== Data supplied ==
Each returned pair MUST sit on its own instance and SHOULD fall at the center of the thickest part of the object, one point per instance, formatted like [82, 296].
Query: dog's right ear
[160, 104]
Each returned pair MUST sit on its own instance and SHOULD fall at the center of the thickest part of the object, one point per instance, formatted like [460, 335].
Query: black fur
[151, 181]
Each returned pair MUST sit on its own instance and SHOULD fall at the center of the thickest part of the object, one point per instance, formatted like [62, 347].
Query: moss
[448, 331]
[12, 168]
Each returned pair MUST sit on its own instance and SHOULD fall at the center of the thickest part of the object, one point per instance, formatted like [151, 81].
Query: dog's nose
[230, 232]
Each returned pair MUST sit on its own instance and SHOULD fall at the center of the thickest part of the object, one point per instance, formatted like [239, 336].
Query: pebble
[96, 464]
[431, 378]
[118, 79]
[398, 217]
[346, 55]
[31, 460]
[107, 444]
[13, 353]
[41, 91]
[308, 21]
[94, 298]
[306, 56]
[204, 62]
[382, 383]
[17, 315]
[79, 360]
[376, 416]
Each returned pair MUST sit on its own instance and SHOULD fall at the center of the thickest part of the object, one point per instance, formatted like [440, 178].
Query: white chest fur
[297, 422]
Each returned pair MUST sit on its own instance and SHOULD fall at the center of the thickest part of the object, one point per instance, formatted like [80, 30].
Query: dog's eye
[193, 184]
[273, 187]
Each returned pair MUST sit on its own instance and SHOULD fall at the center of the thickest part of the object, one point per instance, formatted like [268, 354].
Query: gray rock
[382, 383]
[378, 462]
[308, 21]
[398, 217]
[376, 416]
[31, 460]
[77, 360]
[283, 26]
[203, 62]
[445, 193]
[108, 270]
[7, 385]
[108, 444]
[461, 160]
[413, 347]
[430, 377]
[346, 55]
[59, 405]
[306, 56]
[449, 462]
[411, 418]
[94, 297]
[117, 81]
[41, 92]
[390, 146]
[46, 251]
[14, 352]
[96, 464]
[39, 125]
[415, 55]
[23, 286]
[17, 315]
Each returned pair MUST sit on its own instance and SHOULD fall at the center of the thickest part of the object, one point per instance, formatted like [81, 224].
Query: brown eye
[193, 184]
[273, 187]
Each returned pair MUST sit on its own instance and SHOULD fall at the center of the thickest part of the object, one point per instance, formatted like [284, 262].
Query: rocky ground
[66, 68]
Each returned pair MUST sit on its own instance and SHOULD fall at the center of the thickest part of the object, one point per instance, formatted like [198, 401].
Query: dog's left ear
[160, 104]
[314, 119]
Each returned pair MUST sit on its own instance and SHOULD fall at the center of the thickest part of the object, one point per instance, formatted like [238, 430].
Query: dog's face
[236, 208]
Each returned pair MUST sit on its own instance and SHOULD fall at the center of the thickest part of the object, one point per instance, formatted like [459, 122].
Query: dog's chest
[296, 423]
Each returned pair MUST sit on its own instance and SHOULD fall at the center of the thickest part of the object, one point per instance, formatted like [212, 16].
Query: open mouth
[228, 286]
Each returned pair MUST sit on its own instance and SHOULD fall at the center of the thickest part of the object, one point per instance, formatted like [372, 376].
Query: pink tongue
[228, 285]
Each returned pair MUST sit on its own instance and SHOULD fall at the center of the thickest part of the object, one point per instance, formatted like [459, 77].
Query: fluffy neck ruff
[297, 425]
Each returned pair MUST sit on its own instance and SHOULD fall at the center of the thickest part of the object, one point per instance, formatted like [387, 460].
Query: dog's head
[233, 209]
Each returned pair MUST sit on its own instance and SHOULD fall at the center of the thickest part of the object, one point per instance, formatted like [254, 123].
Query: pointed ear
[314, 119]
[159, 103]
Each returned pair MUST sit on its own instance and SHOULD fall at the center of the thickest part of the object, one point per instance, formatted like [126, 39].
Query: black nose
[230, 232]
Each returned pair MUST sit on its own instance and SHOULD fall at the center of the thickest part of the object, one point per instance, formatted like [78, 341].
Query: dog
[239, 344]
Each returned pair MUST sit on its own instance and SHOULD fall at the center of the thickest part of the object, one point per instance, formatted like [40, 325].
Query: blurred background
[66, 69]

== Objective ==
Rewrite the part of the records that opens with the line containing "like [459, 77]." and closes at the end of the records, replacing "thickest part" with "widest part" and leaving everything else unchanged.

== Expected output ==
Each returned pair MUST sit on its own instance and SHOULD fall at the center of the widest part of the object, one point per instance, formatted like [459, 77].
Query: fluffy neck ruff
[297, 425]
Each returned pair MUST sit on its own instance and SHOULD fall at the center of the widest part of the object, one point per instance, formatted like [387, 460].
Query: dog's head
[233, 209]
Each returned pair MUST sit on its own instance and SHOULD fall at the center of the widest part of the object, one point per instance, formatted like [254, 123].
Query: pointed ear
[314, 119]
[159, 103]
Each returned pair MUST sit on its own instance and SHOULD fall at the center of the widest part of the object, one point per instance, formatted like [126, 39].
Query: black nose
[230, 232]
Each returned pair MUST sit on its own instance and SHOULD fall at the center of the widest part of the object, one point per instance, formatted like [78, 341].
Query: dog
[239, 344]
Each returned pair MUST sit on its own instance and SHOULD fall at the center of the widest part of the object, one point per instance, formatted like [40, 325].
Query: blurred background
[66, 69]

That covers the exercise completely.